**AIM**
Could you copy the records again, starting at the line that has "Target: green foliage" and running through the end of the records, and offset every coordinate in the points by 70?

Point annotation records
- - - -
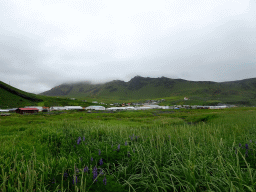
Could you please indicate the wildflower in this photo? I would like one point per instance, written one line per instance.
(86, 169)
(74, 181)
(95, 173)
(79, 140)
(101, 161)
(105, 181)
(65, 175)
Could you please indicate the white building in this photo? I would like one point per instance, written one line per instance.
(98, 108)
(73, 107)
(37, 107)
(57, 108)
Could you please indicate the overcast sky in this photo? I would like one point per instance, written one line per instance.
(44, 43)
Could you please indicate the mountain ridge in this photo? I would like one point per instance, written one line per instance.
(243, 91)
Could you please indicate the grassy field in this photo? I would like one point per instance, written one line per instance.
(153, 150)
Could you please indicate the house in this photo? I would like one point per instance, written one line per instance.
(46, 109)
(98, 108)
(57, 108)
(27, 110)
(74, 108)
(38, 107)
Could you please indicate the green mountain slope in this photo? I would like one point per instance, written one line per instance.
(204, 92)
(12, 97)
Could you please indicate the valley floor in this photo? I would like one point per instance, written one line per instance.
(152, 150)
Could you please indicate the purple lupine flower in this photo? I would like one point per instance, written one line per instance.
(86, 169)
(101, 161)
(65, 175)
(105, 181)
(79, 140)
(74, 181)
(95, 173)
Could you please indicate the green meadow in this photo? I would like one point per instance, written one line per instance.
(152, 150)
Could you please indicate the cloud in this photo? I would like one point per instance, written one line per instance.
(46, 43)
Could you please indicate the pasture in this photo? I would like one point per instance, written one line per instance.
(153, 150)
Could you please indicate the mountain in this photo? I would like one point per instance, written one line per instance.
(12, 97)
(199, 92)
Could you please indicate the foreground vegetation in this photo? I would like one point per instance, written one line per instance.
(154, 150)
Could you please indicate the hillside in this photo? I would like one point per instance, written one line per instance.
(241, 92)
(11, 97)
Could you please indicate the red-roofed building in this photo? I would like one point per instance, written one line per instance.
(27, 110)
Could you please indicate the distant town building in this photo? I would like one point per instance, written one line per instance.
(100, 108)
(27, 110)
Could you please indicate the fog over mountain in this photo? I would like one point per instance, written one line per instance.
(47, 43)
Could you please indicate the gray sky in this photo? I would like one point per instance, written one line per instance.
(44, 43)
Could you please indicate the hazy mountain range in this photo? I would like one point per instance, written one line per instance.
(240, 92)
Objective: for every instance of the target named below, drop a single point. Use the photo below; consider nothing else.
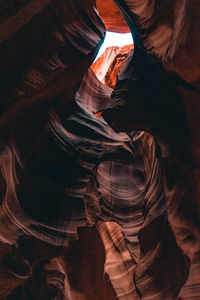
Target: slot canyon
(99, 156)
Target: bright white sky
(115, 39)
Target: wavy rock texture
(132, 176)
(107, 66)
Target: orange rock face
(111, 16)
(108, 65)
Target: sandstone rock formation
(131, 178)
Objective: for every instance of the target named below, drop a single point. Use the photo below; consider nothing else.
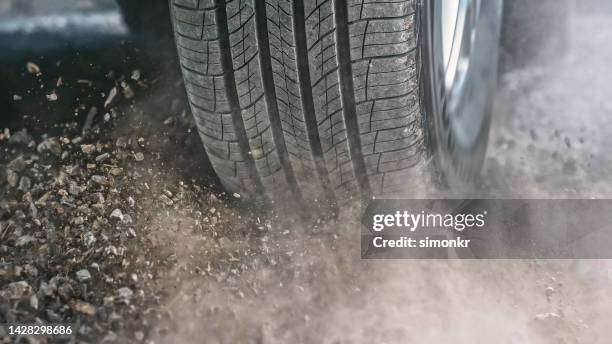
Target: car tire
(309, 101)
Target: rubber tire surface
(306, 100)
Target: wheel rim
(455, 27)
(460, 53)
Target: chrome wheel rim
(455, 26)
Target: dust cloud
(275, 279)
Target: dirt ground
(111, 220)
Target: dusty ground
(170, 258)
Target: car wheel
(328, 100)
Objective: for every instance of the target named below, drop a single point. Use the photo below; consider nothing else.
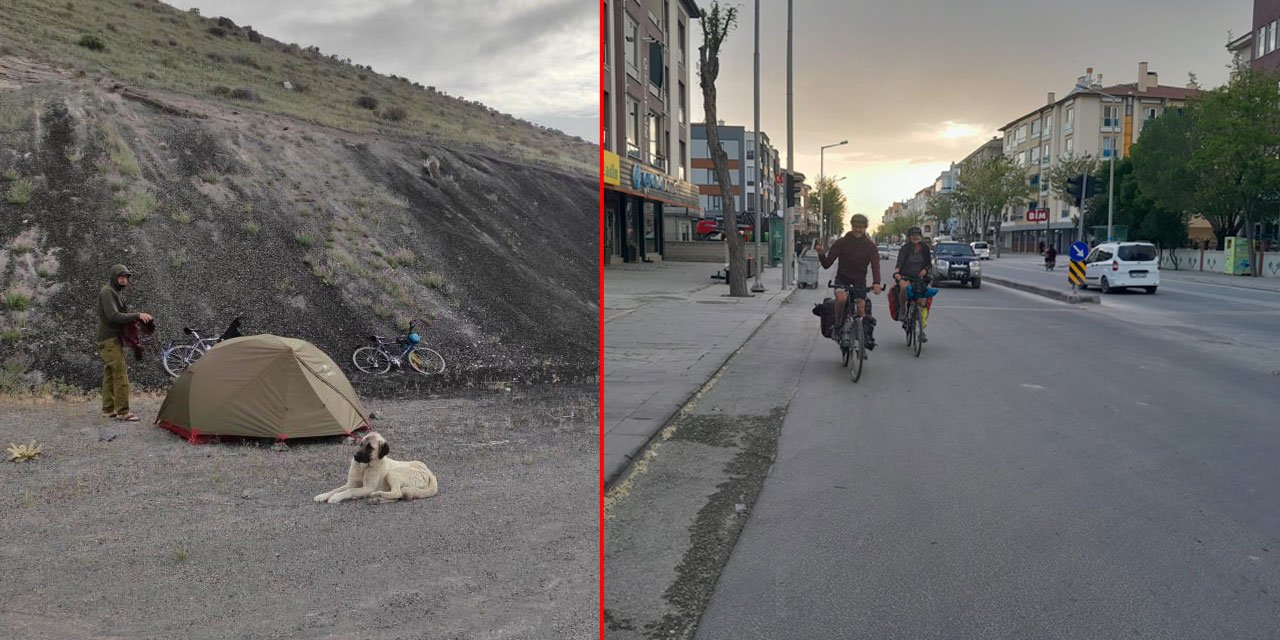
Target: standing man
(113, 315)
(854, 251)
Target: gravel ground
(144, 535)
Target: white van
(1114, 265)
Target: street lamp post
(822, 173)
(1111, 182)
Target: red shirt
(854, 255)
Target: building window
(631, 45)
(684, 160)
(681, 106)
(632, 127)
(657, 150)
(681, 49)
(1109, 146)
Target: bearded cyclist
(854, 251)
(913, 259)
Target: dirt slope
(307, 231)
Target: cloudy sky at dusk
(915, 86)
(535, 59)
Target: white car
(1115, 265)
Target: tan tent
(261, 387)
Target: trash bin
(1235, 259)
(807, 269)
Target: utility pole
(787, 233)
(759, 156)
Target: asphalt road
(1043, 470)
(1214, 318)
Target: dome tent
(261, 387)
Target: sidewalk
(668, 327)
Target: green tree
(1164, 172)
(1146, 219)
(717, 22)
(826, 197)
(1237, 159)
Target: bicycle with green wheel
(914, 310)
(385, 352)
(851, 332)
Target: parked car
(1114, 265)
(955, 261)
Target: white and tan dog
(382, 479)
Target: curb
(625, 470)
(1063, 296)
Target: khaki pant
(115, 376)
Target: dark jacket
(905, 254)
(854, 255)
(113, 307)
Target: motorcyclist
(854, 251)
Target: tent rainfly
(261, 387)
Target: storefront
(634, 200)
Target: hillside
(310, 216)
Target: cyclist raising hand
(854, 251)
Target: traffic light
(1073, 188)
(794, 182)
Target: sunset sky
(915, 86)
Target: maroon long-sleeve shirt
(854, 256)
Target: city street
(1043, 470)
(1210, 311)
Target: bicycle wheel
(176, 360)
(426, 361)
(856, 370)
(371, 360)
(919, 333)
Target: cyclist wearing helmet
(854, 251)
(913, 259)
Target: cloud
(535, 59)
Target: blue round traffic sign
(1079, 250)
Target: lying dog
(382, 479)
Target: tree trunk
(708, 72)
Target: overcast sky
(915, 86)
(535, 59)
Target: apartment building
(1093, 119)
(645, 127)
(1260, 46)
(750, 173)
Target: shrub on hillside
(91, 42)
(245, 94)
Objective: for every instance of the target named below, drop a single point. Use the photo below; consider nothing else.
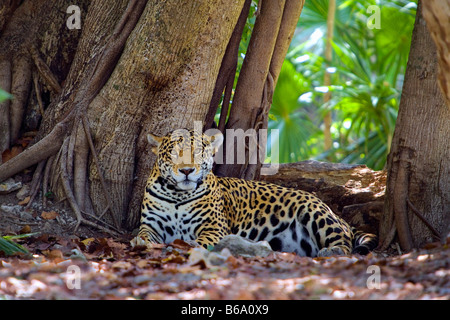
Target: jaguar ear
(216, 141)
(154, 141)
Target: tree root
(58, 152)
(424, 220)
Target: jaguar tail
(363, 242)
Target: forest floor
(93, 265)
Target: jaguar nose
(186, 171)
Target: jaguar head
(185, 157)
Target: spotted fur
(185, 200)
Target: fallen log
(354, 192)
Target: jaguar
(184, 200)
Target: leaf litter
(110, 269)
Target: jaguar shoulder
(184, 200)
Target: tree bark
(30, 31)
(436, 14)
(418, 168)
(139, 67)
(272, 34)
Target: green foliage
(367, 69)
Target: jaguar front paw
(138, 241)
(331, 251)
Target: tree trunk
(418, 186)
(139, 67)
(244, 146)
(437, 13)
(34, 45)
- - - -
**RIGHT ANSWER**
Target: green foliage
(437, 139)
Target: jaguar front paw
(208, 311)
(401, 321)
Target: tree trunk
(488, 256)
(209, 137)
(314, 216)
(507, 83)
(104, 115)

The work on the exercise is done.